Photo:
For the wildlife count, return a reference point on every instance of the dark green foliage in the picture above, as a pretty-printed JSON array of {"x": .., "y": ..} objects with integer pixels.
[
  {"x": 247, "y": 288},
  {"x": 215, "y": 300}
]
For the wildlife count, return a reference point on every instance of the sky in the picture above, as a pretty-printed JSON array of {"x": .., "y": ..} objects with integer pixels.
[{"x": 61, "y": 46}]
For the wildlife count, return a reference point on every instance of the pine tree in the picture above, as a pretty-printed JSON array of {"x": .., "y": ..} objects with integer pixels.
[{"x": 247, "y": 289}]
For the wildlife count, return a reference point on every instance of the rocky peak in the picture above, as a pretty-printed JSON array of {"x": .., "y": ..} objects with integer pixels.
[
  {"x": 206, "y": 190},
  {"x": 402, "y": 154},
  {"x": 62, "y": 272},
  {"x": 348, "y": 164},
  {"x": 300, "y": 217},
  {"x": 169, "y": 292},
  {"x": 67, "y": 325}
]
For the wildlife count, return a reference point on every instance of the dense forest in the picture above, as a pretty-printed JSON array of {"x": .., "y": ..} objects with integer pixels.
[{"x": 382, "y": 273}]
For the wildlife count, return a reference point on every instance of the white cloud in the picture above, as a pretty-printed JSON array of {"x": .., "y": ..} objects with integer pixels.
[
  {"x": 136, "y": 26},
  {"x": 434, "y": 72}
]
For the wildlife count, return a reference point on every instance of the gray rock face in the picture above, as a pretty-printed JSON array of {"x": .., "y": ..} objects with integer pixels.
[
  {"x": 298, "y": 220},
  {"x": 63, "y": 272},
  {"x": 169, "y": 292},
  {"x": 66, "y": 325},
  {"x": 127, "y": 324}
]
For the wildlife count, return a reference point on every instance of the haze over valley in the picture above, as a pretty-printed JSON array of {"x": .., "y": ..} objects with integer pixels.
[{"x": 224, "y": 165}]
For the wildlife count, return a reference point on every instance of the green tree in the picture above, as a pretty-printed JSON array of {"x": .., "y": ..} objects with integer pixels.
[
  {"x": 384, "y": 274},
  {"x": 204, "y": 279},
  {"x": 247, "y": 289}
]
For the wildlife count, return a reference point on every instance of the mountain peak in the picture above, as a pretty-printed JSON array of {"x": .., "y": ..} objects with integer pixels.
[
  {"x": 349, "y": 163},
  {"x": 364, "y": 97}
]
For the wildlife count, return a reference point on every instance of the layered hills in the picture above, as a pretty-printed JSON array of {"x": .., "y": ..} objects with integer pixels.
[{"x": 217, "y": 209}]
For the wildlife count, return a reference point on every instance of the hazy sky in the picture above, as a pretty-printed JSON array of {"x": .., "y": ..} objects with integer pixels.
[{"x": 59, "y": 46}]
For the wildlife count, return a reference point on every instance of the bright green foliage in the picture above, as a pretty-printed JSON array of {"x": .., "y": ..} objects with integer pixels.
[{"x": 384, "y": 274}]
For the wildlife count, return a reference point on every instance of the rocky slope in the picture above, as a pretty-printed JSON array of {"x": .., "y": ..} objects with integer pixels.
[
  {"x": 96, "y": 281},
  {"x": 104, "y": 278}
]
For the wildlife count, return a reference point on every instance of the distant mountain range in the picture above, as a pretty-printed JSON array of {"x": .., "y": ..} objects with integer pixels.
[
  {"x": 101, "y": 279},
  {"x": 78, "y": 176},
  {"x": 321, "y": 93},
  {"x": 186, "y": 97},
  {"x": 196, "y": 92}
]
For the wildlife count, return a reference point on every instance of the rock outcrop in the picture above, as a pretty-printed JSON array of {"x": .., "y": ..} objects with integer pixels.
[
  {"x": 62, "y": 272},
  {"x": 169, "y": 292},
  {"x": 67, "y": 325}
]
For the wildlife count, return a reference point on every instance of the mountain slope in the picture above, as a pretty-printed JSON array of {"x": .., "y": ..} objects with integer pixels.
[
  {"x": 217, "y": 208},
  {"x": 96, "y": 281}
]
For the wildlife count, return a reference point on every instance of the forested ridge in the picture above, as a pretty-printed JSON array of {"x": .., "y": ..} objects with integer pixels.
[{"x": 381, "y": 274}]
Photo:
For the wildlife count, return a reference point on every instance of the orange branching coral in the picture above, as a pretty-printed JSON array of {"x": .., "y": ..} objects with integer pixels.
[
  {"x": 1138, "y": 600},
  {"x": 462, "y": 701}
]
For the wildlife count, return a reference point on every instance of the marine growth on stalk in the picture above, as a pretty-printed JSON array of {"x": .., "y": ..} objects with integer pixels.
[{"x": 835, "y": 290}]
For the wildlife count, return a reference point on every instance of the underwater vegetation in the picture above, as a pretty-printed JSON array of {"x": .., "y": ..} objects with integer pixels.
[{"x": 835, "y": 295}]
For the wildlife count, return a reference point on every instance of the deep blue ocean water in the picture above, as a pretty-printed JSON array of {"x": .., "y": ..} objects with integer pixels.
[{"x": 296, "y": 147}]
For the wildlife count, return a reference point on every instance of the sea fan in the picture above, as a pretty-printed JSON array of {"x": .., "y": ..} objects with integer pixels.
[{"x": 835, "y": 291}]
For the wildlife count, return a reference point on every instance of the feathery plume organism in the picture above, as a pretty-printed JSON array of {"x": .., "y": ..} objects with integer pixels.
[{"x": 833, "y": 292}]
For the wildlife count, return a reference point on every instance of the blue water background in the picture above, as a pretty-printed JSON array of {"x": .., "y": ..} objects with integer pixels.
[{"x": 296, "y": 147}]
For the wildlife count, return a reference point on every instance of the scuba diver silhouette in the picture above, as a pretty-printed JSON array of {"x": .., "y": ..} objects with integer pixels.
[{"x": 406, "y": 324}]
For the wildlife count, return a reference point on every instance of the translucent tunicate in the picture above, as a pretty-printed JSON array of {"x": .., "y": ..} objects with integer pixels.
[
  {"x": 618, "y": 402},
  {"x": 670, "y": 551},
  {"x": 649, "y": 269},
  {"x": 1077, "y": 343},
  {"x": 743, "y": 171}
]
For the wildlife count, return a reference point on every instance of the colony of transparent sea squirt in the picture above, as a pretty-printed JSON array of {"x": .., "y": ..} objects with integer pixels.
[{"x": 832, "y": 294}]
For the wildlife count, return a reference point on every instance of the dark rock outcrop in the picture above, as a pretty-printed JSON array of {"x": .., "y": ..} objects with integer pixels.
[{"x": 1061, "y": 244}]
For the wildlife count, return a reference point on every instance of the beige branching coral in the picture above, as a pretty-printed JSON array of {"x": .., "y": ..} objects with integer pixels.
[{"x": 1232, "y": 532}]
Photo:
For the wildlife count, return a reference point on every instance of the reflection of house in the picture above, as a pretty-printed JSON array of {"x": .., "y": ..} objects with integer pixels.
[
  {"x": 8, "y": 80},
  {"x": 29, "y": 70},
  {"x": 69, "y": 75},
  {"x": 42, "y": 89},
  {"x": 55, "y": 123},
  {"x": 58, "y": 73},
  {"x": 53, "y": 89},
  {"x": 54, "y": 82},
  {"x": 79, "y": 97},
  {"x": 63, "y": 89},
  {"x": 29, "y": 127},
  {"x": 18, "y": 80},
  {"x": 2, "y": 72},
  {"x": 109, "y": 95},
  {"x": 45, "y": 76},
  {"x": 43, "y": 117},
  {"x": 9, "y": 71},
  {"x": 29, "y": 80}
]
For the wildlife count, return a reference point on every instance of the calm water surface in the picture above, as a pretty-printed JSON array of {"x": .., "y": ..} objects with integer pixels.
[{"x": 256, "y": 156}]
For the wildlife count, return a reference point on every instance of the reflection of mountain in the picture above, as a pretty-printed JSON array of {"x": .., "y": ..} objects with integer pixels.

_ _ _

> _Goal of the exercise_:
Print each entry above again, exactly as it was given.

> _Answer below_:
Photo:
For the wildlife count, return a reference point on every instance of the dark green foliage in the picture above, as a pretty-printed JSON array of {"x": .., "y": ..} objects with integer pixels.
[
  {"x": 247, "y": 288},
  {"x": 215, "y": 300}
]
For the wildlife count, return a reference point on every instance of the sky in the picture above, as a pretty-printed JSON array of {"x": .., "y": ..} objects with integer pixels.
[{"x": 61, "y": 46}]
For the wildlife count, return a reference point on every instance of the pine tree in the picture above, as a pretty-printed JSON array of {"x": .., "y": ..} objects with integer pixels.
[{"x": 247, "y": 289}]
For the wildlife count, return a reference point on every instance of the rocky peak in the picture above, as a pretty-printed JSON array of {"x": .., "y": ..} objects with integer pixels.
[
  {"x": 206, "y": 190},
  {"x": 402, "y": 154},
  {"x": 62, "y": 272},
  {"x": 348, "y": 164},
  {"x": 300, "y": 217},
  {"x": 169, "y": 292},
  {"x": 67, "y": 325}
]
For the wildlife count, return a reference point on every instance of the dense forest in the picture above, as a pretty-printed JSON array of {"x": .., "y": ..} objects with integer pixels.
[{"x": 382, "y": 273}]
For the wildlife count, return a reference point on every instance of the white cloud in the picture above, as a pretty-printed JSON array of {"x": .., "y": ..} objects with integer pixels.
[
  {"x": 136, "y": 26},
  {"x": 434, "y": 72}
]
For the wildlife count, return a reference point on every instance of the gray rock face in the picture above, as a pretty-printed JSON array of {"x": .., "y": ..} objects with integer pixels.
[
  {"x": 298, "y": 220},
  {"x": 63, "y": 272},
  {"x": 169, "y": 292},
  {"x": 66, "y": 325},
  {"x": 127, "y": 324}
]
For the wildlife count, return a reference point on every instance of the haze over valley in the picture above, as a pretty-printed JSON array of {"x": .., "y": ..} objects with integer pixels.
[{"x": 224, "y": 165}]
For the wildlife count, return a reference point on every instance of the green tree in the picture above, as a pretty-printed JSON array of {"x": .., "y": ..} objects with integer pixels.
[
  {"x": 384, "y": 274},
  {"x": 204, "y": 279},
  {"x": 247, "y": 289}
]
For the wildlife count, return a reference point on every instance of the mountain peak in the picture above, as a pretty-printed JSON array of {"x": .., "y": ..} objects with integer pixels.
[
  {"x": 349, "y": 163},
  {"x": 364, "y": 97}
]
For the wildlife count, return a reference point on every instance of the layered hills in the picture above, as a pretty-printed JSON array of {"x": .., "y": ..} objects with integer pixels.
[{"x": 217, "y": 209}]
For the wildlife count, return a reference point on every instance of the hazy sky in the picture above, as a pretty-printed JSON array of {"x": .., "y": ..} objects with integer pixels.
[{"x": 59, "y": 46}]
For the wildlife count, return a reference point on every instance of the bright green foliage in the picture above, as a pretty-printed JSON array of {"x": .., "y": ..} objects with integer pixels.
[{"x": 384, "y": 274}]
For the wildlife count, return a reference point on every instance of the rocky slope in the picture above, as a pretty-printed JSON array of {"x": .., "y": ..} objects with integer pixels.
[
  {"x": 96, "y": 281},
  {"x": 104, "y": 278}
]
For the wildlife count, return a reference point on every instance of the distant mountain range in the picture above, as a pretty-printed JSON array of {"x": .., "y": ..} objects with integer pixels.
[
  {"x": 101, "y": 279},
  {"x": 78, "y": 176},
  {"x": 321, "y": 93},
  {"x": 186, "y": 97},
  {"x": 196, "y": 92}
]
For the wildlife count, return a reference point on every instance of the rock outcrop in the picture above, as a pretty-printed JSON array of {"x": .., "y": ..} objects with integer pixels.
[
  {"x": 62, "y": 272},
  {"x": 169, "y": 292},
  {"x": 67, "y": 325}
]
For the wildlife count, return a reference point on every instance of the mountain slope in the picture above, as a pretty-printed JSON array of {"x": .., "y": ..} objects with integer pixels.
[
  {"x": 217, "y": 208},
  {"x": 96, "y": 281}
]
For the wildlife count, return a reference point on every instance of the forested ridge in the picture above, as a pretty-printed JSON array of {"x": .., "y": ..} objects with integer pixels.
[{"x": 381, "y": 274}]
Photo:
For the wildlife count, return a reference point on every instance of the orange branching coral in the picture above, as a pretty-printed JSON array of {"x": .., "y": ..} objects with integer pixels.
[
  {"x": 1138, "y": 600},
  {"x": 462, "y": 701}
]
For the wildlife count, return a reference point on every instance of the marine growth on stalk in the picture above, as a pretty-printed JSON array of {"x": .., "y": ..} objects with integer pixels.
[{"x": 835, "y": 290}]
For the wildlife count, return a reference point on every instance of the underwater vegetation in the picture above, as a pretty-printed JSON array of {"x": .., "y": ..} objects with integer pixels.
[{"x": 835, "y": 295}]
For the wildlife count, return a reference point on every instance of the deep blue ocean water in the picture above, as a pretty-printed JSON array of {"x": .., "y": ..} objects with integer pixels.
[{"x": 296, "y": 147}]
For the wildlife count, return a reference point on every instance of the sea fan in the picture above, as a pretty-printed JSON array of {"x": .., "y": ..} objects with integer pixels.
[{"x": 835, "y": 291}]
For the wildlife count, return a reference point on every instance of the feathery plume organism in the picture above, as a pretty-printed JSON array of {"x": .., "y": ..} objects with integer pixels.
[{"x": 833, "y": 292}]
For the wildlife count, return a reference point on every instance of the blue water background in the picture above, as a pretty-printed JSON array of {"x": .., "y": ..} objects with integer pixels.
[{"x": 296, "y": 147}]
For the wildlife count, return a reference point on every instance of the scuba diver silhouette in the picture above, as a pretty-printed JSON array of {"x": .., "y": ..} objects with integer pixels.
[{"x": 406, "y": 324}]
For the wildlife count, return a reference point on every instance of the translucent tunicate in the picture above, as a pretty-printed JSON array of {"x": .., "y": ..} objects with integer pixels.
[
  {"x": 618, "y": 402},
  {"x": 670, "y": 551},
  {"x": 649, "y": 269},
  {"x": 1077, "y": 343},
  {"x": 743, "y": 171}
]
For the wildlife count, return a reference point on every instance of the colony of transparent sea squirt in the picture above, as a pretty-printed JSON array of {"x": .., "y": ..} objects with integer pixels.
[{"x": 832, "y": 294}]
For the wildlife count, return a reference point on every instance of the dark rock outcrop in the picture above, as a pretty-printed JSON array of {"x": .., "y": ..} objects with integer pixels.
[{"x": 1061, "y": 244}]
For the wildlife count, return a reference point on every instance of the beige branching coral in the picture above, as a pretty-printed JSON array of {"x": .., "y": ..} objects with integer pixels.
[{"x": 1232, "y": 532}]
Photo:
For the wildlife count, return a reference point on every instance of the reflection of house in the picture above, as a pretty-printed JSON array of {"x": .., "y": ..} objects with integer pixels.
[
  {"x": 8, "y": 80},
  {"x": 29, "y": 70},
  {"x": 69, "y": 75},
  {"x": 42, "y": 89},
  {"x": 55, "y": 123},
  {"x": 58, "y": 73},
  {"x": 53, "y": 89},
  {"x": 54, "y": 82},
  {"x": 79, "y": 97},
  {"x": 63, "y": 89},
  {"x": 29, "y": 127},
  {"x": 18, "y": 80},
  {"x": 2, "y": 72},
  {"x": 109, "y": 95},
  {"x": 45, "y": 76},
  {"x": 43, "y": 117},
  {"x": 9, "y": 71},
  {"x": 29, "y": 80}
]
For the wildlife count, return a reference point on every instance of the calm water surface in the picture above, as a pretty-printed JSON array of {"x": .., "y": ..} objects with integer pixels.
[{"x": 256, "y": 156}]
For the wildlife count, return a reference point on every instance of the reflection of mountain in the picture above, as a pretty-printed JSON array of {"x": .., "y": ..} objects with integer pixels.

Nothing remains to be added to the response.